Problem to solve: From the line containing "In this exercise you will pick out the rocky" through the last line of the entries below, repeat each line word for word and leave out the rest.

The records:
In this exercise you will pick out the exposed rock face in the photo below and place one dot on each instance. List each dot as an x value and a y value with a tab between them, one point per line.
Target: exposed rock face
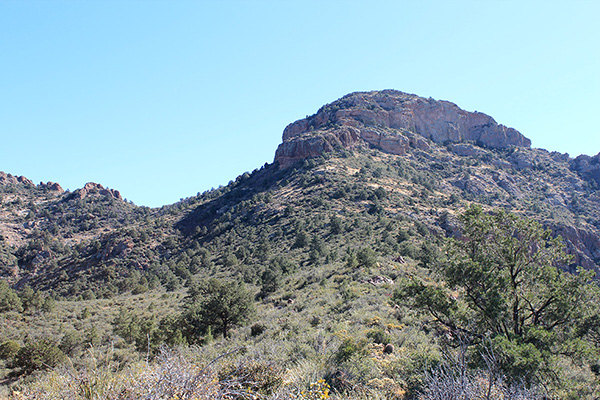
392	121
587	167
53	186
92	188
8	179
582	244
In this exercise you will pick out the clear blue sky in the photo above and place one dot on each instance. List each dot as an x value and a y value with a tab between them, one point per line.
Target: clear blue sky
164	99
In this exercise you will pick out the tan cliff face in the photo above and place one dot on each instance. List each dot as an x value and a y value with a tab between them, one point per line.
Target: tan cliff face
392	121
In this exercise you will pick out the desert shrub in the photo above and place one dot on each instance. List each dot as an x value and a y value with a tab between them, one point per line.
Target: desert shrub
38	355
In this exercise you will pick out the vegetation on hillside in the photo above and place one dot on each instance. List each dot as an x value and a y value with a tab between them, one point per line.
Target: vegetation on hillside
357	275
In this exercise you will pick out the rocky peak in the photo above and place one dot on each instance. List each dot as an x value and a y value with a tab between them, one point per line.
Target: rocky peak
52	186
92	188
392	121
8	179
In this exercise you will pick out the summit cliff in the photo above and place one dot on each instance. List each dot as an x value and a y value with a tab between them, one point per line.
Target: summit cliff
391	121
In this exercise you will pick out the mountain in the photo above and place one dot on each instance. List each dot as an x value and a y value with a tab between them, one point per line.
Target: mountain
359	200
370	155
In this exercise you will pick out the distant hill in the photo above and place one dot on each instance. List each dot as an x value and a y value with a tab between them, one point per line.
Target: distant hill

Solved exercise:
In this exercise you will pick out the rocky peak in the photo above and place one dot on each instance. List each dot as an x value and a y value with a tab between them, one point per line.
Target: rocky peak
52	186
92	188
392	121
8	179
In this exercise you will pick out the summit cliff in the photo above and place one dot on each instance. List each dot as an x value and a y value with a tab between them, one point per line.
Target: summit cliff
391	121
In this exercise you will pick out the mountain in the photo above and place one dot on each instance. List each dot as an x value and a y value with a tab between them, one point per line.
Target: mountain
359	200
370	155
In this exercise you will pick out the distant hill in the photo above and place one dot on each instance. List each dot as an x value and a y value with a tab between them, one point per line.
Target: distant hill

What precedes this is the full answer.